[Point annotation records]

----------------

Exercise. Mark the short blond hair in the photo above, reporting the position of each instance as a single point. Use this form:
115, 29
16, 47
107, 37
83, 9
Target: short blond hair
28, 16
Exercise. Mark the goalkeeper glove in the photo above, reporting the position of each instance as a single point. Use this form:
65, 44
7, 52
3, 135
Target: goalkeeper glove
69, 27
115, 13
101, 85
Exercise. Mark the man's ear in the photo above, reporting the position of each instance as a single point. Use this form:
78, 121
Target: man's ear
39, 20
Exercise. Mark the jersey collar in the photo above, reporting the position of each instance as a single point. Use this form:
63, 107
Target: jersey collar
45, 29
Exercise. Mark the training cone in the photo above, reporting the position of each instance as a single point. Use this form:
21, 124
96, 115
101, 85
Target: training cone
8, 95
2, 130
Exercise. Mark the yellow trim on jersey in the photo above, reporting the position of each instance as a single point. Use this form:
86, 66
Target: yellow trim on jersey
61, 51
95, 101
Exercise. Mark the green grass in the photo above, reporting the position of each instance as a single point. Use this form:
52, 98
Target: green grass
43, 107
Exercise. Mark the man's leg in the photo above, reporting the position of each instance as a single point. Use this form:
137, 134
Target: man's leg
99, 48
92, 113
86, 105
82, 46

----------------

■ **REQUEST**:
Starting at the line containing "Exercise. Mark the green" and ending at the last of the rows, write those lines out again, substituting "grass pitch" for "green grass" and keeping everything else the same.

■ **TASK RESULT**:
Exercise. Mark the grass pitch in the photo above, reporting the position of each instance as a single point. Use this form:
52, 98
Target: grass pitch
43, 107
Exercise. Mark the man's leg in the photo above, reporting the position of each instance as a single point. Use this form:
137, 134
Target: man's leg
99, 48
92, 113
86, 105
82, 46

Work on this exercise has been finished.